◆ Do this
Return the items below unchanged, from the line with "Where can you spot the grassy foreground" to the line with "column 548, row 410", both lines included.

◆ Data supplied

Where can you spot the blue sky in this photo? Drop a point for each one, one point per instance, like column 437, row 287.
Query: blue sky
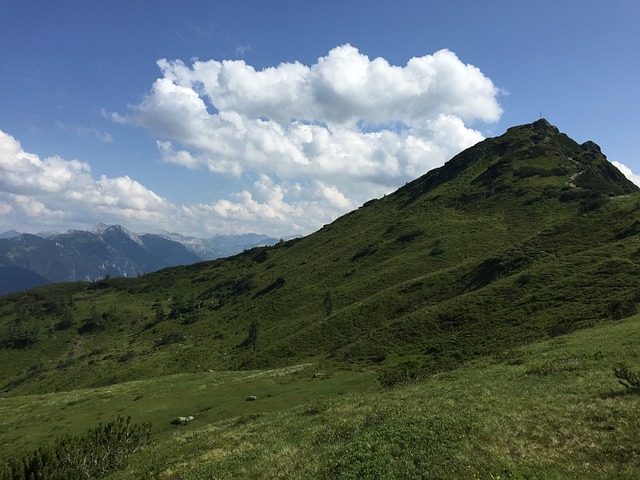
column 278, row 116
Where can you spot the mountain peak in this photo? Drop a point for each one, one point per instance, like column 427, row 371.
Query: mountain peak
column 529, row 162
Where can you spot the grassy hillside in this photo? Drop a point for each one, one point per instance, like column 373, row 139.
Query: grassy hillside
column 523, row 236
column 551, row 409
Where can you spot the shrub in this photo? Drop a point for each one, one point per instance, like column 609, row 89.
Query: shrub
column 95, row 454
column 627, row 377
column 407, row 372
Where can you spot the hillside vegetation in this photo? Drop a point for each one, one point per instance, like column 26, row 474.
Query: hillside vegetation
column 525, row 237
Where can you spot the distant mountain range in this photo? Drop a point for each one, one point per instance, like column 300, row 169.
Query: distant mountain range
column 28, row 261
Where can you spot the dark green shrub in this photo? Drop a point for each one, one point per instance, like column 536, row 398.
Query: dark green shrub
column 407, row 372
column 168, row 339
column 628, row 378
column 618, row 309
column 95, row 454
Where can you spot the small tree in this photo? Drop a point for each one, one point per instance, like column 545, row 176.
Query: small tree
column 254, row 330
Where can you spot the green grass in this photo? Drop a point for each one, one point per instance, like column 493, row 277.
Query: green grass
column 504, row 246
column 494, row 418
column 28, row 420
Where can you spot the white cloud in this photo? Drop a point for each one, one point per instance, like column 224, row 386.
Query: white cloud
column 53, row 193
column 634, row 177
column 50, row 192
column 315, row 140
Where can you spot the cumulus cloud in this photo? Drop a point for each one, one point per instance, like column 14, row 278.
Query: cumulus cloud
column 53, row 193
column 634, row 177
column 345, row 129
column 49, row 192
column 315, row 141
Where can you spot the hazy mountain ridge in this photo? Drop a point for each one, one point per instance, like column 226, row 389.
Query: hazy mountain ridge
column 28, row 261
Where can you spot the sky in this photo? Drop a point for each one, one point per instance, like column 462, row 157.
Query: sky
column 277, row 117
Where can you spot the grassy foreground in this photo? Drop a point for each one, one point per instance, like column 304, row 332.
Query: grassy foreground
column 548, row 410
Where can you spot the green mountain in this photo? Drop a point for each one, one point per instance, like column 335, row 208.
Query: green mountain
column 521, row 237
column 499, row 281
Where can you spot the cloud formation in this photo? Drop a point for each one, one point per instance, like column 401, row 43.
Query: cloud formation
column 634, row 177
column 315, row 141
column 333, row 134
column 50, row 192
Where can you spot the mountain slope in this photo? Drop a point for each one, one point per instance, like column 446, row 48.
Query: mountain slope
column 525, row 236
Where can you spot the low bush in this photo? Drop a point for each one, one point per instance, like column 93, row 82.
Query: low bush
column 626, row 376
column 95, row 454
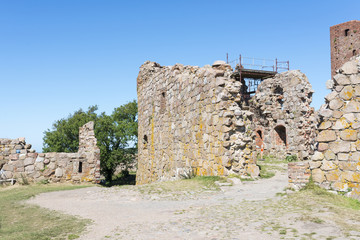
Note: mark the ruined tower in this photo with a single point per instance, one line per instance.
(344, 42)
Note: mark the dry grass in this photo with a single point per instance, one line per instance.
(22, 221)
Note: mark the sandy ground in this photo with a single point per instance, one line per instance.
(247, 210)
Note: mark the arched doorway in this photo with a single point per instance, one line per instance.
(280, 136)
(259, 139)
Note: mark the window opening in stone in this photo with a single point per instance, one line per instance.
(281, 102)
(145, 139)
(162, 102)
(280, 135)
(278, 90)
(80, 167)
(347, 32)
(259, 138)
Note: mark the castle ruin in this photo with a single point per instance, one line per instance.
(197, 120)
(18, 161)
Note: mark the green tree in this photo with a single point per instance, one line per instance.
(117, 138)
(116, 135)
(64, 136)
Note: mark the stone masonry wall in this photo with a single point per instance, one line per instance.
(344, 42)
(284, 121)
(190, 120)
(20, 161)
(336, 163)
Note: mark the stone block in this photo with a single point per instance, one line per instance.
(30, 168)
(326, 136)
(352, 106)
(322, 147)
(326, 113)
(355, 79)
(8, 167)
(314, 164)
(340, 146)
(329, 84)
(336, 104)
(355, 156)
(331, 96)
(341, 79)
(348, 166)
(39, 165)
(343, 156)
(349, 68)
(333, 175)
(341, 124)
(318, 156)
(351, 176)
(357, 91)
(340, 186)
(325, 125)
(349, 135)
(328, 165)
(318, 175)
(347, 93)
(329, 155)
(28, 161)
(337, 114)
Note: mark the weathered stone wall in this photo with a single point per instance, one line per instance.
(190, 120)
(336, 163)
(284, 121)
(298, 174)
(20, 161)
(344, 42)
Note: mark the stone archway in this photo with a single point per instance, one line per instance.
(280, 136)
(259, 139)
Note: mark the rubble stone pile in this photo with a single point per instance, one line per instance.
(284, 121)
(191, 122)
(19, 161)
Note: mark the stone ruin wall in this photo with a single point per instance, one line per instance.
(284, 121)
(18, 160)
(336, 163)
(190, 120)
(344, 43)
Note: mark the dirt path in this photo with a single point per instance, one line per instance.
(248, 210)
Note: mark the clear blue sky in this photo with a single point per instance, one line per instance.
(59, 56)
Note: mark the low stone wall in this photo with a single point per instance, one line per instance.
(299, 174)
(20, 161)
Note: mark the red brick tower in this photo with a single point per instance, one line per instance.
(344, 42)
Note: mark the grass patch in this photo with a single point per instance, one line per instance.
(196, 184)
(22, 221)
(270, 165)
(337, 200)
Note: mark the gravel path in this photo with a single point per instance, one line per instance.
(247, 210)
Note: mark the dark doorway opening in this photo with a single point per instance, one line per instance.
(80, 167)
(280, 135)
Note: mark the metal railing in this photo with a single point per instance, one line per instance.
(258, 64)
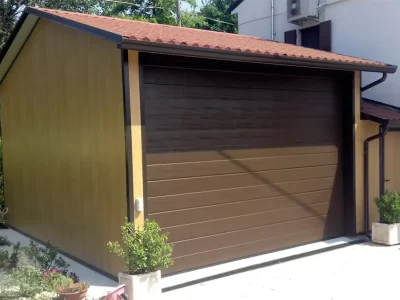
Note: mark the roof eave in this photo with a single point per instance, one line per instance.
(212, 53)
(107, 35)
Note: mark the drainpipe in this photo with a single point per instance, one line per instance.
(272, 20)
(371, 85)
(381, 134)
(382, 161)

--

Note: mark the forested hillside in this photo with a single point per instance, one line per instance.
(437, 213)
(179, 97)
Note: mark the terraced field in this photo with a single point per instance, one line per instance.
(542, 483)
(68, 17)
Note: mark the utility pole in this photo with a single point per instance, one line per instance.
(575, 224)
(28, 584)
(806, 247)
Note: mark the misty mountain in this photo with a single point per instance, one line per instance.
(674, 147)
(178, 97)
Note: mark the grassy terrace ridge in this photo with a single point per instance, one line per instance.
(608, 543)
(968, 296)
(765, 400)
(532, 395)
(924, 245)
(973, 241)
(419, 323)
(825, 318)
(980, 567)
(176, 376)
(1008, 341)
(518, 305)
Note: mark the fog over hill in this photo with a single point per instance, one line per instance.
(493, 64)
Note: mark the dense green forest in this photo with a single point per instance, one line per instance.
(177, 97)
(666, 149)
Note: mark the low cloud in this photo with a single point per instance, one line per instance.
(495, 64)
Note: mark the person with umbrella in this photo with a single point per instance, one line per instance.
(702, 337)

◆ Worked solution
Where can you spot the grassy foreground in this photo? Drop a point for each one, one point per instance, like column 304, row 332.
Query: grassy foreground
column 548, row 410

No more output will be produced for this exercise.